DIRECTIONS -
Rewrite the records, starting at the line that contains "Where can you spot the kitchen peninsula?" and ending at the line that contains "[[410, 297]]", as a JSON list of strings with one string per line and no blank lines.

MATERIALS PROVIDED -

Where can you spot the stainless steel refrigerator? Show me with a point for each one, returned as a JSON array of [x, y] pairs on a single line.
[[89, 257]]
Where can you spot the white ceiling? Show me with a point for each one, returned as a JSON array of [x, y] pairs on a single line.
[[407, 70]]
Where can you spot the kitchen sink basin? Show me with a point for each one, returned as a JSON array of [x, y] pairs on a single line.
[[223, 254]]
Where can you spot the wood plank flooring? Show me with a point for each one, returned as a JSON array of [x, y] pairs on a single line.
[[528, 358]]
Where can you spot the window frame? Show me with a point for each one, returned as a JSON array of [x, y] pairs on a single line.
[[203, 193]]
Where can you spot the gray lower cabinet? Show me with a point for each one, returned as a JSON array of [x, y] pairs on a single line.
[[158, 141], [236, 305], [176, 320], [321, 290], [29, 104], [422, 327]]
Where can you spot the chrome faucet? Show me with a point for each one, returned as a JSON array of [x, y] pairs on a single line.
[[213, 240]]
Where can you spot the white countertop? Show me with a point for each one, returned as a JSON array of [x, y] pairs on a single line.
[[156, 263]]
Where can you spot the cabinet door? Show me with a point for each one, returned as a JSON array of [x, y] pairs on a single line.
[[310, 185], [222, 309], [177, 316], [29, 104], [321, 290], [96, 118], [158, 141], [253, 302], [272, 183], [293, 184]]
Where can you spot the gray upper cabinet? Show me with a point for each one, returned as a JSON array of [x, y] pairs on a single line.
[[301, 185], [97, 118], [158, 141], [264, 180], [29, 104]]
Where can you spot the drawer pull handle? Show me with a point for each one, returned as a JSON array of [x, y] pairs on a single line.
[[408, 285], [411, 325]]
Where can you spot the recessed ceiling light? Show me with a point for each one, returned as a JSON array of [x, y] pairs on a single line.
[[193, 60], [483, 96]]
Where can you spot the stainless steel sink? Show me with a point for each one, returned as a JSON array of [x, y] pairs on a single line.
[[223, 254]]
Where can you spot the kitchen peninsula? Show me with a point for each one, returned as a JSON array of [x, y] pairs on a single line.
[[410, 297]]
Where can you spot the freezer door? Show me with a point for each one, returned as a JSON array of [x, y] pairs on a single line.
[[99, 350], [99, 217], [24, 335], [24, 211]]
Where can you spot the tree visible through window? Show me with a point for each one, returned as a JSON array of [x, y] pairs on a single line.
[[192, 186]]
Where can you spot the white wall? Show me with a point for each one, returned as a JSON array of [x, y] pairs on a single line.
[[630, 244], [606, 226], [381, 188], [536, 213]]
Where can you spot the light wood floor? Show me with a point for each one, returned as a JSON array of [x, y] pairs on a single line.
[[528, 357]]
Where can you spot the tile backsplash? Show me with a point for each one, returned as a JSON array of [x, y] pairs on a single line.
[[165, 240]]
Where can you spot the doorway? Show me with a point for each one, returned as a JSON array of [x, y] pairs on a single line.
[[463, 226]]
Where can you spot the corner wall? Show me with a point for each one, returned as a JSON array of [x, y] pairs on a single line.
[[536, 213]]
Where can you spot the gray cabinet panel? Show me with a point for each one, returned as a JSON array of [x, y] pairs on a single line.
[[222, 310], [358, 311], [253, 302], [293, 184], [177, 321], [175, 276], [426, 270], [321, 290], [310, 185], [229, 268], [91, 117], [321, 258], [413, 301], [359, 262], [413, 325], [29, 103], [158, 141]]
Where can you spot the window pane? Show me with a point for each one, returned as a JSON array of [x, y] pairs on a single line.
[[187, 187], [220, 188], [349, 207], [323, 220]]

EXERCISE RESULT -
[
  "Where can you spot the kitchen peninsula? Show me with a point for each one, returned as a JSON array of [x, y] pairs on a single line.",
  "[[410, 297]]"
]